● EXERCISE DETAILS:
Filter the data below, keeping every line that contains the string "tree" and copying each such line in full.

Records from a data collection
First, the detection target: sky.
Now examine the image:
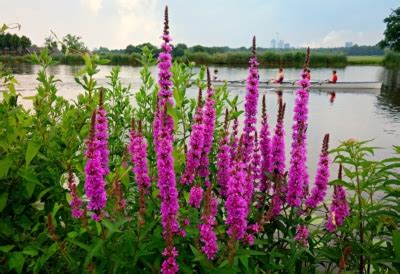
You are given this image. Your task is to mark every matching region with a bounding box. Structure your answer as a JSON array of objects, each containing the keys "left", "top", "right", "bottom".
[{"left": 0, "top": 0, "right": 400, "bottom": 49}]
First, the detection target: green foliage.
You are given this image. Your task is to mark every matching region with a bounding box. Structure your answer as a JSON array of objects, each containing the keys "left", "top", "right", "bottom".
[
  {"left": 379, "top": 7, "right": 400, "bottom": 52},
  {"left": 383, "top": 51, "right": 400, "bottom": 68},
  {"left": 0, "top": 47, "right": 400, "bottom": 273}
]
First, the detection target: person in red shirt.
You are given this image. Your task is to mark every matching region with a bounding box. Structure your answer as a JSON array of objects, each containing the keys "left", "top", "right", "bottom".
[{"left": 329, "top": 70, "right": 337, "bottom": 84}]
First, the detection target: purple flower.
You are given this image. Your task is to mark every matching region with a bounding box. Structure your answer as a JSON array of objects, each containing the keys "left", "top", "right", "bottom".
[
  {"left": 225, "top": 160, "right": 249, "bottom": 240},
  {"left": 198, "top": 68, "right": 215, "bottom": 178},
  {"left": 294, "top": 225, "right": 310, "bottom": 247},
  {"left": 95, "top": 89, "right": 110, "bottom": 176},
  {"left": 326, "top": 165, "right": 350, "bottom": 232},
  {"left": 128, "top": 121, "right": 150, "bottom": 223},
  {"left": 128, "top": 122, "right": 150, "bottom": 193},
  {"left": 68, "top": 170, "right": 85, "bottom": 219},
  {"left": 85, "top": 111, "right": 107, "bottom": 220},
  {"left": 306, "top": 134, "right": 329, "bottom": 208},
  {"left": 189, "top": 186, "right": 203, "bottom": 208},
  {"left": 161, "top": 247, "right": 179, "bottom": 274},
  {"left": 269, "top": 99, "right": 286, "bottom": 216},
  {"left": 217, "top": 112, "right": 231, "bottom": 198},
  {"left": 153, "top": 7, "right": 180, "bottom": 273},
  {"left": 243, "top": 36, "right": 260, "bottom": 163},
  {"left": 199, "top": 185, "right": 218, "bottom": 260},
  {"left": 181, "top": 89, "right": 204, "bottom": 184},
  {"left": 269, "top": 100, "right": 286, "bottom": 175},
  {"left": 251, "top": 131, "right": 263, "bottom": 184},
  {"left": 260, "top": 95, "right": 272, "bottom": 192},
  {"left": 287, "top": 76, "right": 308, "bottom": 207},
  {"left": 231, "top": 115, "right": 239, "bottom": 159}
]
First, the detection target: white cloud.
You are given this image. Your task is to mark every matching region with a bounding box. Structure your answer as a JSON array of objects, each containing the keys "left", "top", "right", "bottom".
[
  {"left": 301, "top": 30, "right": 381, "bottom": 48},
  {"left": 80, "top": 0, "right": 103, "bottom": 13},
  {"left": 112, "top": 0, "right": 164, "bottom": 47}
]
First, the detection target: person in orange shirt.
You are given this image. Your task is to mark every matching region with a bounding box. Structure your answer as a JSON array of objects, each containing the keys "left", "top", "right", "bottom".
[
  {"left": 329, "top": 70, "right": 337, "bottom": 84},
  {"left": 306, "top": 69, "right": 311, "bottom": 81}
]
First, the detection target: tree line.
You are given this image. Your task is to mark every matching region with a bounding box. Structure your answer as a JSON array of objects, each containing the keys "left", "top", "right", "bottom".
[{"left": 0, "top": 33, "right": 32, "bottom": 54}]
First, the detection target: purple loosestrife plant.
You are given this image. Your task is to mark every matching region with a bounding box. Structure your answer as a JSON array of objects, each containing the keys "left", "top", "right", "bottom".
[
  {"left": 198, "top": 68, "right": 215, "bottom": 178},
  {"left": 181, "top": 89, "right": 204, "bottom": 184},
  {"left": 85, "top": 110, "right": 107, "bottom": 221},
  {"left": 217, "top": 110, "right": 231, "bottom": 198},
  {"left": 231, "top": 113, "right": 239, "bottom": 159},
  {"left": 199, "top": 183, "right": 218, "bottom": 260},
  {"left": 95, "top": 88, "right": 110, "bottom": 176},
  {"left": 153, "top": 7, "right": 179, "bottom": 273},
  {"left": 287, "top": 69, "right": 310, "bottom": 207},
  {"left": 269, "top": 99, "right": 286, "bottom": 175},
  {"left": 128, "top": 120, "right": 150, "bottom": 223},
  {"left": 306, "top": 134, "right": 329, "bottom": 208},
  {"left": 189, "top": 186, "right": 204, "bottom": 208},
  {"left": 68, "top": 170, "right": 85, "bottom": 219},
  {"left": 243, "top": 36, "right": 260, "bottom": 163},
  {"left": 225, "top": 140, "right": 249, "bottom": 242},
  {"left": 326, "top": 164, "right": 350, "bottom": 232},
  {"left": 294, "top": 224, "right": 310, "bottom": 247},
  {"left": 260, "top": 95, "right": 272, "bottom": 192},
  {"left": 270, "top": 99, "right": 286, "bottom": 216}
]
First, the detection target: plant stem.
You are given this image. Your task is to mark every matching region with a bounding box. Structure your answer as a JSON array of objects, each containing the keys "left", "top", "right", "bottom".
[{"left": 356, "top": 165, "right": 364, "bottom": 274}]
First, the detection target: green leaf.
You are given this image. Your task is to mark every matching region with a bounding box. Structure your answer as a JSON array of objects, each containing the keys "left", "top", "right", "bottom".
[
  {"left": 18, "top": 167, "right": 43, "bottom": 198},
  {"left": 33, "top": 243, "right": 57, "bottom": 274},
  {"left": 393, "top": 230, "right": 400, "bottom": 260},
  {"left": 0, "top": 192, "right": 8, "bottom": 212},
  {"left": 167, "top": 104, "right": 179, "bottom": 130},
  {"left": 102, "top": 219, "right": 121, "bottom": 233},
  {"left": 25, "top": 140, "right": 41, "bottom": 166},
  {"left": 22, "top": 246, "right": 38, "bottom": 257},
  {"left": 0, "top": 157, "right": 12, "bottom": 178},
  {"left": 0, "top": 245, "right": 14, "bottom": 253},
  {"left": 8, "top": 252, "right": 25, "bottom": 273}
]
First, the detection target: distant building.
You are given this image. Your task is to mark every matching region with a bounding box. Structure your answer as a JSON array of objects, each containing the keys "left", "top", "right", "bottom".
[
  {"left": 344, "top": 42, "right": 353, "bottom": 48},
  {"left": 277, "top": 40, "right": 283, "bottom": 49},
  {"left": 271, "top": 39, "right": 276, "bottom": 49}
]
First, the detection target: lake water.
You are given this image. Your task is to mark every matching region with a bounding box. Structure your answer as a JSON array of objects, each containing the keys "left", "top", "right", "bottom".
[{"left": 0, "top": 65, "right": 400, "bottom": 180}]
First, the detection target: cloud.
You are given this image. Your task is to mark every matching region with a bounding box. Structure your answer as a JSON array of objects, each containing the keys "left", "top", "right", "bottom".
[
  {"left": 301, "top": 30, "right": 381, "bottom": 48},
  {"left": 80, "top": 0, "right": 103, "bottom": 13},
  {"left": 113, "top": 0, "right": 163, "bottom": 47}
]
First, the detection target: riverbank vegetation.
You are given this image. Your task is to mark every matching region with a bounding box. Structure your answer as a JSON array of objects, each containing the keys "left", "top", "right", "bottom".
[
  {"left": 0, "top": 7, "right": 400, "bottom": 273},
  {"left": 383, "top": 52, "right": 400, "bottom": 68}
]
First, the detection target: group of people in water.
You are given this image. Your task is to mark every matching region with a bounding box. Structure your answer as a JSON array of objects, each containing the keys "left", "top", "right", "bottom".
[{"left": 213, "top": 68, "right": 338, "bottom": 84}]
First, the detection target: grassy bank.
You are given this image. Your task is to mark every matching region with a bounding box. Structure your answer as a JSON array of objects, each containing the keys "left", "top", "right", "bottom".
[
  {"left": 0, "top": 51, "right": 347, "bottom": 67},
  {"left": 383, "top": 52, "right": 400, "bottom": 67},
  {"left": 181, "top": 51, "right": 347, "bottom": 67},
  {"left": 347, "top": 55, "right": 385, "bottom": 65},
  {"left": 0, "top": 51, "right": 400, "bottom": 67}
]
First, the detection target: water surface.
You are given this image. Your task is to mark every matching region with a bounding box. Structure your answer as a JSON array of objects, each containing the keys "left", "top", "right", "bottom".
[{"left": 0, "top": 64, "right": 400, "bottom": 180}]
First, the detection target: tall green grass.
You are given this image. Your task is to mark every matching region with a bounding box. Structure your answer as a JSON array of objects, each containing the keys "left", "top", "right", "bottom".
[
  {"left": 0, "top": 51, "right": 347, "bottom": 67},
  {"left": 383, "top": 51, "right": 400, "bottom": 67},
  {"left": 181, "top": 51, "right": 347, "bottom": 67}
]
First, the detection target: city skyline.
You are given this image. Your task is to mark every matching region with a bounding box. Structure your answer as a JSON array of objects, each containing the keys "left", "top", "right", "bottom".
[{"left": 0, "top": 0, "right": 398, "bottom": 49}]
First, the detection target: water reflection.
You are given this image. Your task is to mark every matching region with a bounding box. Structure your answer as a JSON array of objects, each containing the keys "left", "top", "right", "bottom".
[{"left": 0, "top": 64, "right": 400, "bottom": 176}]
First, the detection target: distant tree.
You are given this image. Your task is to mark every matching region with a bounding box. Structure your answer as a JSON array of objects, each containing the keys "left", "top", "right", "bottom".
[
  {"left": 379, "top": 7, "right": 400, "bottom": 52},
  {"left": 44, "top": 36, "right": 58, "bottom": 52},
  {"left": 172, "top": 44, "right": 187, "bottom": 58},
  {"left": 10, "top": 34, "right": 20, "bottom": 52},
  {"left": 125, "top": 44, "right": 140, "bottom": 54},
  {"left": 190, "top": 45, "right": 206, "bottom": 52},
  {"left": 61, "top": 34, "right": 88, "bottom": 53},
  {"left": 97, "top": 47, "right": 110, "bottom": 52},
  {"left": 19, "top": 35, "right": 32, "bottom": 53},
  {"left": 4, "top": 33, "right": 12, "bottom": 51}
]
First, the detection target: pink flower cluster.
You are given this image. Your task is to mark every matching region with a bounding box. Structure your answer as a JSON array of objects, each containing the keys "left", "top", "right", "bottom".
[{"left": 85, "top": 105, "right": 108, "bottom": 221}]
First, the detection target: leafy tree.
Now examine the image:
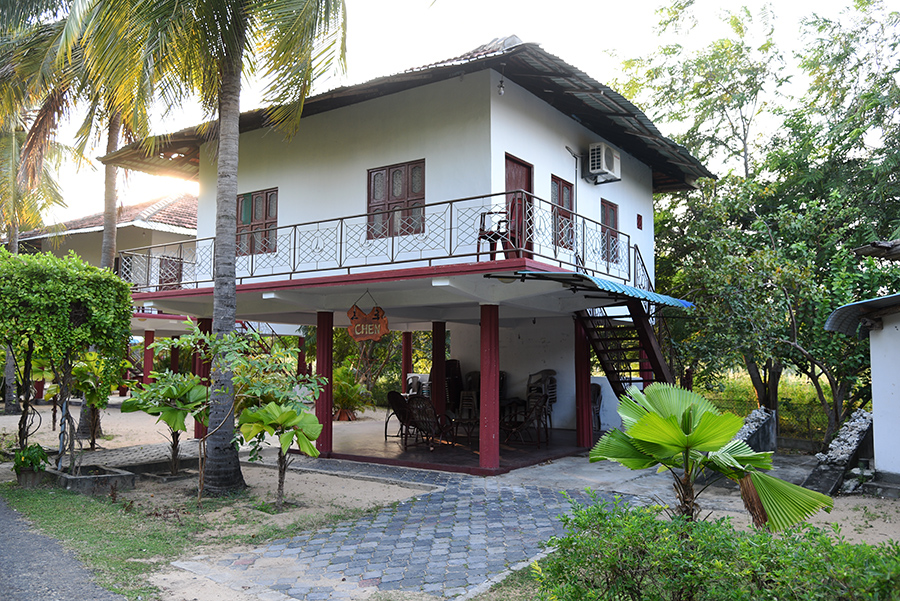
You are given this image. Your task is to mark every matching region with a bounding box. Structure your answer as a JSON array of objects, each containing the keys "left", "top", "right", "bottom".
[
  {"left": 625, "top": 2, "right": 787, "bottom": 409},
  {"left": 72, "top": 352, "right": 128, "bottom": 451},
  {"left": 590, "top": 383, "right": 834, "bottom": 530},
  {"left": 0, "top": 249, "right": 131, "bottom": 462},
  {"left": 239, "top": 402, "right": 322, "bottom": 512},
  {"left": 128, "top": 0, "right": 345, "bottom": 493},
  {"left": 121, "top": 371, "right": 209, "bottom": 476},
  {"left": 624, "top": 2, "right": 900, "bottom": 440},
  {"left": 152, "top": 322, "right": 324, "bottom": 502}
]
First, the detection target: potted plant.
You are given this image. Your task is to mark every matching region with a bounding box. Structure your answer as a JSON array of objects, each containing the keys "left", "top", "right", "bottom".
[{"left": 12, "top": 443, "right": 50, "bottom": 488}]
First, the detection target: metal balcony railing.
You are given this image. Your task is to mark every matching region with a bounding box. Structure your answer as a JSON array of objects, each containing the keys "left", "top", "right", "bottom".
[{"left": 119, "top": 191, "right": 632, "bottom": 292}]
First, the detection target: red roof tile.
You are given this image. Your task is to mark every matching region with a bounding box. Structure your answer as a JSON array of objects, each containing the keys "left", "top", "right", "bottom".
[{"left": 19, "top": 194, "right": 197, "bottom": 240}]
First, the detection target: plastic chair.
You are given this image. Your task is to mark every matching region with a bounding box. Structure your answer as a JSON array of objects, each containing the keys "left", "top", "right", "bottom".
[{"left": 500, "top": 394, "right": 550, "bottom": 448}]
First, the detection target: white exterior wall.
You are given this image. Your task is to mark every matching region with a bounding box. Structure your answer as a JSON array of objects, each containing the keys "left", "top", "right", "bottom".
[
  {"left": 491, "top": 71, "right": 654, "bottom": 283},
  {"left": 197, "top": 71, "right": 653, "bottom": 283},
  {"left": 447, "top": 316, "right": 575, "bottom": 430},
  {"left": 197, "top": 72, "right": 490, "bottom": 238},
  {"left": 869, "top": 313, "right": 900, "bottom": 476}
]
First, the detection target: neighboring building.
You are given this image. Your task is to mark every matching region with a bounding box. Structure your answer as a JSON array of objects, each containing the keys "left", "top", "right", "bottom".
[
  {"left": 19, "top": 194, "right": 197, "bottom": 265},
  {"left": 103, "top": 37, "right": 712, "bottom": 473},
  {"left": 825, "top": 240, "right": 900, "bottom": 488}
]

● ANSWER TO THE TASK:
First, the detection target: tree line.
First, the detection target: distant tree.
First, the detection target: leafy tree.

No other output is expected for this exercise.